## EXERCISE PASSAGE
Ye Shao and Cosan Caglayan were selected by Ohio State's Graduate School for their “outstanding scholarship and research ability.”

The Graduate School awards about 15 Presidential Fellowships each semester, providing financial support so each winner may devote one year of full-time study to the completion of a dissertation or degree project unimpeded by other duties. Competitions are held autumn and spring semesters.

“The Presidential Fellowship is the most competitive and prestigious scholarly recognition provided by the Ohio State Graduate School,” Associate Dean Scott Herness said.

Caglayan said he is proud to earn the Presidential fellowship.

“I believe this award will strongly support my research on its course to obtain traction in the field. This is especially important since my dissertation is based on invention of a disruptive technology, which can be transformational for the electronics testing industry and thus can impact the society. As such, I have no doubt that being selected as a recipient of this prestigious award will enhance the recognition of this technology,” he said.

Caglayan is mentored by ECE Prof. Kubilay Sertel.

## SUPPLIED DATA

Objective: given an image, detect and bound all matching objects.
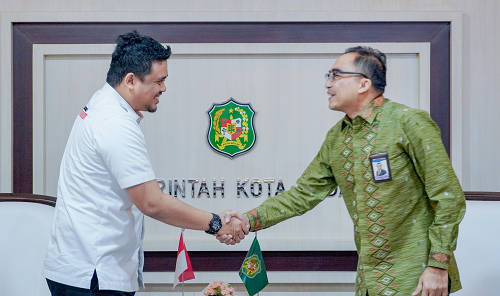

## WORK TASK
Can you pick up the passage about the Ohio State Presidential Fellowships after its last sentence and keep it going? These lines have nothing to do with the passage about the Ohio State Presidential Fellowships.

## RESPONSE AREA
Shao said winning the Presidential fellowship will help advance his work in the next generation of electronics technology. He is advised by ECE Prof. Wu Lu. He is a sixth-year Ph.D. student who earned his M.S. degree in Biomedical Engineering from Southeast University in China in 2009. That same year he began working in the area of Solid State Electronics within Lu’s “High Speed Devices and Circuit Lab.”

“I’m very surprised and excited to win the award, since Presidential Fellowship is the most prestigious and highly-competitive award for graduate students at OSU. This award will be great encouragement to my current Ph.D study and career in the future. I’m very grateful to all those who helped me in the past. The solid state electronics is an experimental subject. It requires both solid device physics knowledge and excellent hands-on experience of microelectronics processing and characterization,” he said. “Luckily, I chose the ECE program at OSU and Prof. Lu’s group. In the past five years, my advisor passed his device physics knowledge with patience and enthusiasm; my senior group mates shared their cleanroom processing experience selflessly; the staff and technicians at Dreese cleanroom and Nanotech West provided their best support to every researcher here. I also had good collaborate experience with professors and graduate students from other groups in the ECE department. They really helped me a lot.”

Shao said receiving the fellowship award encourages him to “strive for an excellent and productive research work in the final period of my Ph.D study. I believe I will devote my life to Solid State Electronics.”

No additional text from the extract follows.